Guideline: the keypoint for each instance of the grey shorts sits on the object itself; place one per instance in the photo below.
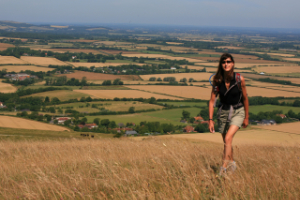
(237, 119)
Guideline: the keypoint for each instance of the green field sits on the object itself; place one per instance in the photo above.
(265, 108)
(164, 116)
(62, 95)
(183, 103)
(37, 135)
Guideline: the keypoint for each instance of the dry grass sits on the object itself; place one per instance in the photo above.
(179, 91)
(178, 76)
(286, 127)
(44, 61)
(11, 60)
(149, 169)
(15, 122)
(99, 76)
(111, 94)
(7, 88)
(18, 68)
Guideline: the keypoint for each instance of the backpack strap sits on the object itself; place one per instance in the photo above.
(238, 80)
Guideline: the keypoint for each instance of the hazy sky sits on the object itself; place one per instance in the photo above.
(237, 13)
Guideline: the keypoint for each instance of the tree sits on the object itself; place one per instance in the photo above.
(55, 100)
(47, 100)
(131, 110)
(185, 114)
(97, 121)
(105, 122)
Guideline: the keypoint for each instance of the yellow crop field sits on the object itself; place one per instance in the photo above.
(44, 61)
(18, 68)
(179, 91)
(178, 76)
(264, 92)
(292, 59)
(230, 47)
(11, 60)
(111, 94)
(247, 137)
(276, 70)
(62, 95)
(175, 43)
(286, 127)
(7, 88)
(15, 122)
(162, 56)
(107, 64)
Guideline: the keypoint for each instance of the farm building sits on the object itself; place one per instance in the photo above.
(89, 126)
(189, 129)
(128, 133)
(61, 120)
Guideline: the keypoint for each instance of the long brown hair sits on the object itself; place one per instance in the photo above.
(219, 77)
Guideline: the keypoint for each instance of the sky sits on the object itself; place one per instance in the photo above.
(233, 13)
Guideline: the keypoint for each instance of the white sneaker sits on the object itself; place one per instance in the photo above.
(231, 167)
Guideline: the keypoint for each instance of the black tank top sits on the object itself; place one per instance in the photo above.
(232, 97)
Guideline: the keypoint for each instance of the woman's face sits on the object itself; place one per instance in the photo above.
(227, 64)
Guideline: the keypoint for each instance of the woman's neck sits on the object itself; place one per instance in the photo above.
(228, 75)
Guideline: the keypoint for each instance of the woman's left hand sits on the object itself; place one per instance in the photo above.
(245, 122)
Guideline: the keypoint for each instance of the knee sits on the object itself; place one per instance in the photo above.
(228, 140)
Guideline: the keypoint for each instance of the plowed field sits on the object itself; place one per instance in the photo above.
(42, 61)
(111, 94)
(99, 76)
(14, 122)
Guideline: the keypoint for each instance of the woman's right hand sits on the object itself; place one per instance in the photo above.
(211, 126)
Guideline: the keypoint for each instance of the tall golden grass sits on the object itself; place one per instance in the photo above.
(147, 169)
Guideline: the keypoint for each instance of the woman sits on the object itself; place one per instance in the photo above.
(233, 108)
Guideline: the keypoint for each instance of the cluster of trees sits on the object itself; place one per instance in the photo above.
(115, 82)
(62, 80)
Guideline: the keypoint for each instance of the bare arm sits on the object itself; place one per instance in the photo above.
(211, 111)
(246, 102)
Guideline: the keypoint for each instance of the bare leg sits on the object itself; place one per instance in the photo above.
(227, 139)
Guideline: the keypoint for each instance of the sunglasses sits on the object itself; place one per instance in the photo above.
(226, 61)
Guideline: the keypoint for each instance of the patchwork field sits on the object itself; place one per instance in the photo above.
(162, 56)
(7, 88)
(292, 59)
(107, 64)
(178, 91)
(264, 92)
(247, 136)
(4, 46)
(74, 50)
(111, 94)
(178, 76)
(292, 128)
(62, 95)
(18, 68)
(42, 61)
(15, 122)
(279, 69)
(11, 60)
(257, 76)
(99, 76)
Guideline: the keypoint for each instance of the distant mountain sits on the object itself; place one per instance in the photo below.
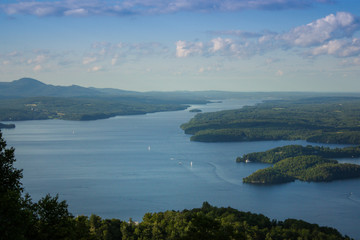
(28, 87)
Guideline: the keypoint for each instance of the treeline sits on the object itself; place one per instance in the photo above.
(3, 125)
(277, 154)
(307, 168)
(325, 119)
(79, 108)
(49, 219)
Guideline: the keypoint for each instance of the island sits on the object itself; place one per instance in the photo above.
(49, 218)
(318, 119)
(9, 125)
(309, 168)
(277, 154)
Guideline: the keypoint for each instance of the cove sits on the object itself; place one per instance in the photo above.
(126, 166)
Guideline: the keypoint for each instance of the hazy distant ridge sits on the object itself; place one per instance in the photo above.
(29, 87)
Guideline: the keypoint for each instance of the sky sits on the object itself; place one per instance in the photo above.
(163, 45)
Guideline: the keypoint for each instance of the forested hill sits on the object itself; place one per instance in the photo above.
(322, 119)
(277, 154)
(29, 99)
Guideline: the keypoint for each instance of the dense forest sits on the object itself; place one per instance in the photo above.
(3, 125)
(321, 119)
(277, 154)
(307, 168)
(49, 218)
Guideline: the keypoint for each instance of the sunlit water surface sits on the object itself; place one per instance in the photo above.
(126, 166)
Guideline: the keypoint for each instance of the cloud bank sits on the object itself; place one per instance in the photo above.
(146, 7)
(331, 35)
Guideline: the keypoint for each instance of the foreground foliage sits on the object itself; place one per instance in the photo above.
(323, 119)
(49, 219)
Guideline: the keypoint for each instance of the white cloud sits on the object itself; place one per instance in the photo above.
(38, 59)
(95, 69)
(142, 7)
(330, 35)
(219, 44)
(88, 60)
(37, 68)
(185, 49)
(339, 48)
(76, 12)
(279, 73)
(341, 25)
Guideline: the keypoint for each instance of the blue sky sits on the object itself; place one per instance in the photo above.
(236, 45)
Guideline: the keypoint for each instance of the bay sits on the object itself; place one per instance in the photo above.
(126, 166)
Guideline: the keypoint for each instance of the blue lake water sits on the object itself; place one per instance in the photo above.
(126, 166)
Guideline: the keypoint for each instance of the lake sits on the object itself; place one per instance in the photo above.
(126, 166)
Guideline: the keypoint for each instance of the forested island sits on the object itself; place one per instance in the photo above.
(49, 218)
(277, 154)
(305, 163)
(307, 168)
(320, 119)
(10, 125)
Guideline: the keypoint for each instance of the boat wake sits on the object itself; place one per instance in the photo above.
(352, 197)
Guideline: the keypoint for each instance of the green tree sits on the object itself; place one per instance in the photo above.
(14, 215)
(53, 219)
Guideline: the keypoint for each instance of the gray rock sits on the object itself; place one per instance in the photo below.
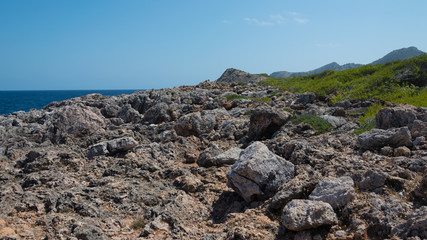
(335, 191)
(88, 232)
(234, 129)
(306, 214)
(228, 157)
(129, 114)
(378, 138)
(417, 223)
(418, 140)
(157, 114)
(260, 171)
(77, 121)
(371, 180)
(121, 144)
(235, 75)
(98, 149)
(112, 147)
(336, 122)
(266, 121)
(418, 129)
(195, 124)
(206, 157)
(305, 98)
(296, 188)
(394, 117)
■ ■ ■ ■
● **ASSIGNMENT**: Return the data word for word without its pictures.

● **YOUR SOLUTION**:
Guideline: the keypoint for each instance of the grey shorts sits on the object itself; place one per instance in the photo below.
(237, 119)
Guideline: the keypoint for each instance of the green field sits on the object itself; place one per instance in the photo above.
(265, 108)
(164, 116)
(62, 95)
(183, 103)
(37, 135)
Guideline: the keypoint for each instance of the dry grass sits on the object itself; place one per instance in the photo above.
(179, 91)
(178, 76)
(286, 127)
(44, 61)
(11, 60)
(149, 169)
(15, 122)
(99, 76)
(111, 94)
(7, 88)
(18, 68)
Guideline: the keypoint for each instance of the backpack strap sits on the object itself; place one per instance in the photo above.
(238, 80)
Guideline: the keypoint for each instance of the hazy sky sits on the object itself; place one per instance in the photo above.
(237, 13)
Guideline: the keypoint for each instance of the tree sits on the object itself; place one per instance in the photo above.
(55, 100)
(47, 100)
(131, 110)
(185, 114)
(97, 121)
(105, 122)
Guideline: the keypoint for each instance of the yellow crop field sits on the object itself; place one per instance in the photo above.
(44, 61)
(18, 68)
(179, 91)
(178, 76)
(264, 92)
(292, 59)
(230, 47)
(11, 60)
(111, 94)
(247, 137)
(276, 70)
(62, 95)
(175, 43)
(286, 127)
(7, 88)
(15, 122)
(162, 56)
(107, 64)
Guideline: the keypoint for each instance of the farm building sits on the object itself; place one per instance in the photo above.
(89, 126)
(189, 129)
(128, 133)
(61, 120)
Guideline: the keypoint for each instance of the long brown hair sits on the object itself; place one per instance in the photo above.
(219, 77)
Guideline: the keypoint for each instance of the sky sits on the object itself; place one per instance in the photo above.
(233, 13)
Guideline: the keypoint for each instance of the white sneaker sits on the object itself; place one per instance in the photo above.
(231, 167)
Guideline: the keypoint for each instance of the black tank top sits on the object itself; place one per instance in the photo above.
(232, 97)
Guideline: the keypoint for each instance of the woman's face sits on the object itself; place one per instance in the photo above.
(227, 64)
Guideline: the keypoint for each instance of the woman's neck sits on the object itself; place one per instance in the photo above.
(228, 75)
Guideline: the keypoint for each instance of the woman's left hand sits on the object itself; place one per instance in the photo above.
(245, 122)
Guideline: the keypoint for each instance of the knee sits on the object itself; place one per instance in the photo above.
(228, 140)
Guideline: the keypoint for each instance of the plowed field sits on the object itself; place one per instance in the photo above.
(42, 61)
(111, 94)
(99, 76)
(14, 122)
Guideline: the keypoint for each instance of the woman's right hand sits on the object itself; place one per instance in the photo above.
(211, 126)
Guideline: the keypoint for each instance of the tall golden grass sits on the object itself; place one per instance in the photo above.
(147, 169)
Guideline: the keypoint for each instance of the woman sits on the object itself; place one per instance in the photo above.
(233, 108)
Guideline: the keypoint for each instance of the cluster of trees sits on the object itself; place one per instance in the photo above.
(115, 82)
(62, 80)
Guideline: the keypoint for each instance of the bare arm sits on the object itself; place one per instance in the photo above.
(211, 111)
(246, 102)
Guideline: the keypoint for each instance of the bare leg sits on the object itself; place one per instance in the photo above.
(227, 139)
Guideline: the keypoint for each instance of the sunglasses sits on the object itself; place one per instance in the photo above.
(226, 61)
Guideline: the keypoint for each instance of the patchwork field sits on the object itself; place one per instance in the photo above.
(162, 56)
(7, 88)
(292, 59)
(107, 64)
(178, 91)
(264, 92)
(247, 136)
(4, 46)
(74, 50)
(111, 94)
(178, 76)
(292, 128)
(62, 95)
(18, 68)
(42, 61)
(15, 122)
(279, 69)
(11, 60)
(257, 76)
(99, 76)
Guideline: the keypoint for each instance of the distant mountain sits on the object itself; place one per instance in the photo below.
(28, 87)
Guideline: the keypoint for each instance of the treeline sits on the object itself; place one per instance in the photo above.
(3, 125)
(277, 154)
(307, 168)
(325, 119)
(79, 108)
(49, 219)
Guideline: the keypoint for each instance of the island sits on the object itself; place one per instance in the photo above.
(49, 218)
(318, 119)
(9, 125)
(309, 168)
(277, 154)
Guideline: the keypoint for each instance of the cove sits on the object itself; place one per instance in the photo above.
(126, 166)
Guideline: the keypoint for each instance of the hazy distant ridge sits on the object itself; place one per instance in the photo above.
(29, 87)
Guideline: the keypoint for each instance of the sky sits on the object itself; place one per instance in the photo above.
(163, 45)
Guideline: the keypoint for each instance of the forested hill sits on the object itself; place one per instance in the photo above.
(322, 119)
(277, 154)
(29, 99)
Guideline: the keypoint for each instance of the dense forest sits on the object itself; place one per instance in the photo above.
(3, 125)
(321, 119)
(277, 154)
(307, 168)
(49, 218)
Guideline: the keypoint for each instance of the sunlit water surface sits on the object itself; place one per instance in the photo above.
(126, 166)
Guideline: the keypoint for each instance of the cloud bank sits on the object itself; place one per instance in the photo above.
(146, 7)
(331, 35)
Guideline: the keypoint for each instance of the foreground foliage sits on the object itself; place one per instance in the photo above.
(323, 119)
(49, 219)
Guideline: the keypoint for each instance of the white cloud sits on the object itself; place one per instance in the photo above.
(38, 59)
(95, 69)
(142, 7)
(330, 35)
(219, 44)
(88, 60)
(37, 68)
(185, 49)
(339, 48)
(76, 12)
(279, 73)
(341, 25)
Guideline: the keypoint for each instance of the blue sky sits on the object itself; place one per instance in the photo above.
(236, 45)
Guideline: the keypoint for each instance of the bay sits on the object itself; place one per instance in the photo above.
(126, 166)
Guideline: the keypoint for each instance of the blue lake water sits on the object itself; place one per instance in the photo above.
(126, 166)
Guideline: the keypoint for each instance of the lake sits on the object itself; place one per instance in the photo above.
(126, 166)
Guideline: the keypoint for each instance of the forested island sits on the object itself; place one per instance in the photo above.
(49, 218)
(277, 154)
(305, 163)
(307, 168)
(320, 119)
(10, 125)
Guideline: the keypoint for each instance of the boat wake sits on the object itself; place one per instance in the photo above.
(352, 197)
Guideline: the keypoint for each instance of the green tree sits on the object itself; place one per instance in the photo above.
(14, 215)
(53, 219)
Guideline: the keypoint for each instance of the gray rock sits on the object itself; place one per instance in the photo below.
(335, 191)
(88, 232)
(234, 129)
(306, 214)
(228, 157)
(129, 114)
(378, 138)
(417, 223)
(418, 140)
(157, 114)
(260, 171)
(77, 121)
(371, 180)
(121, 144)
(235, 75)
(98, 149)
(112, 147)
(336, 122)
(266, 121)
(418, 129)
(195, 124)
(206, 157)
(305, 98)
(296, 188)
(394, 117)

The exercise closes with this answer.